====== TRECHO CITADO ======

EXPEDIENTE Nº 7415
Projeto de Lei Nº 448

OBJETO: "Concessão do "Auxílio Reconstrução das Escolas Conveniadas" às escolas credenciadas ou conveniadas com o Município de São Leopoldo afetadas pelas enchentes."

PARECER JURÍDICO

O Vereador Proponente apresentou substitutivo acolhendo "glosas opinativas" deste parecerista.

Apenas em complemento a tudo o quanto já manifestei neste projeto,  acrescento a matéria não está criando atribuições para servidores ou órgãos do executivo,  razão pela qual não incide na limitação constante do art. 61, inc. II letra "b" da Constituição Federal,  e art. 60, inc. II letra "d" da Constituição Estadual.

Também não vejo intromissão na gestão,  isso porque o projeto não versa sobre número de escolas infantis ou sua ampliação, tampouco sobre o número de crianças atendidas. 

Questões relativas a iniciativa parlamentar sobre projetos que geram despesa, adentram em matéria tributária ou estabelecem ou criam políticas públicas, têm recebido interpretação permissiva,  em que pese ainda paire no pensamento de muitos que estaria caracterizado caso de competência restrita.

====== MATERIAL FORNECIDO ======

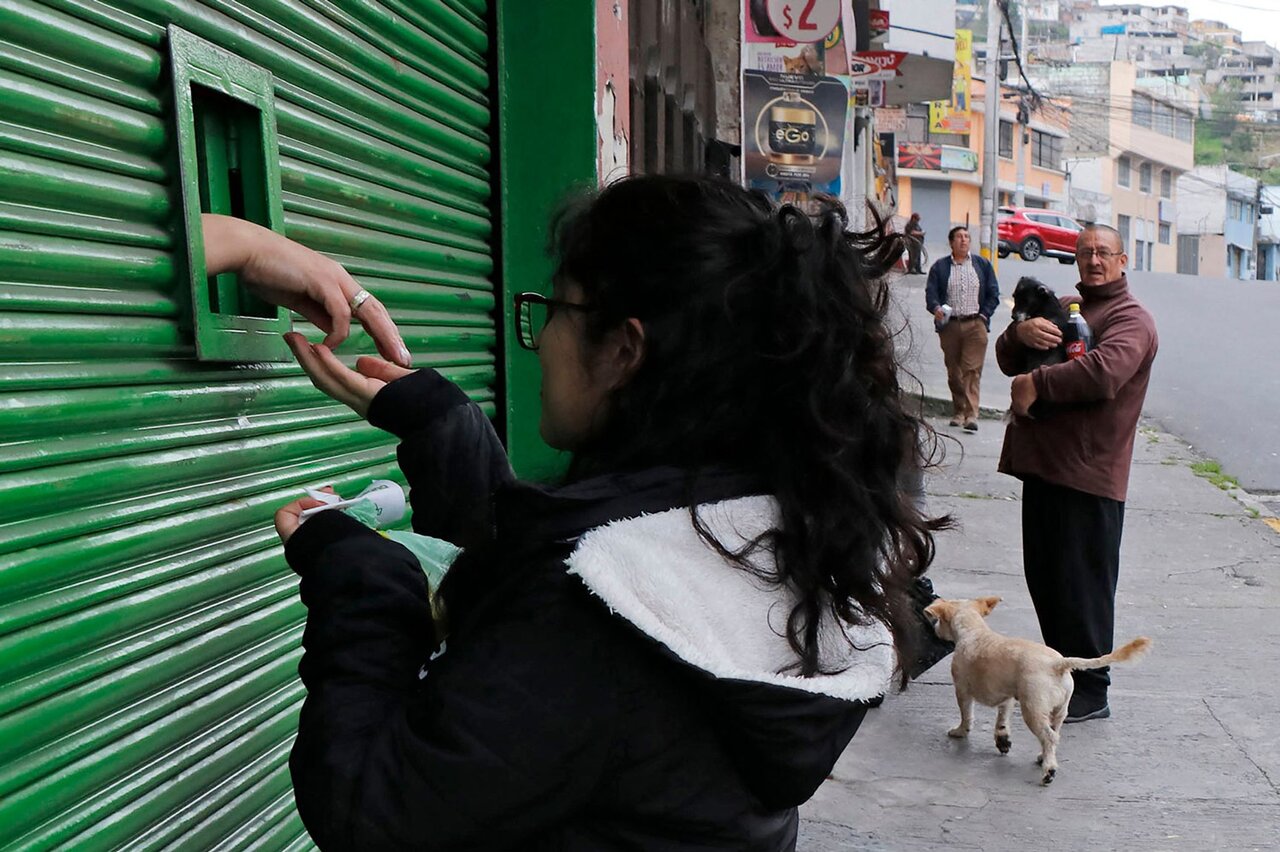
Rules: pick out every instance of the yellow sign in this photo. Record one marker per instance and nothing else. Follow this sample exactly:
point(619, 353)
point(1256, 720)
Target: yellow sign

======

## O EXERCÍCIO
Segundo o parecer jurídico, o que o vereador proponente apresentou? Não é preciso usar os dados para nada.

## RESPOSTA DO EXERCÍCIO
Um substitutivo que acolhe as "glosas opinativas" do parecerista.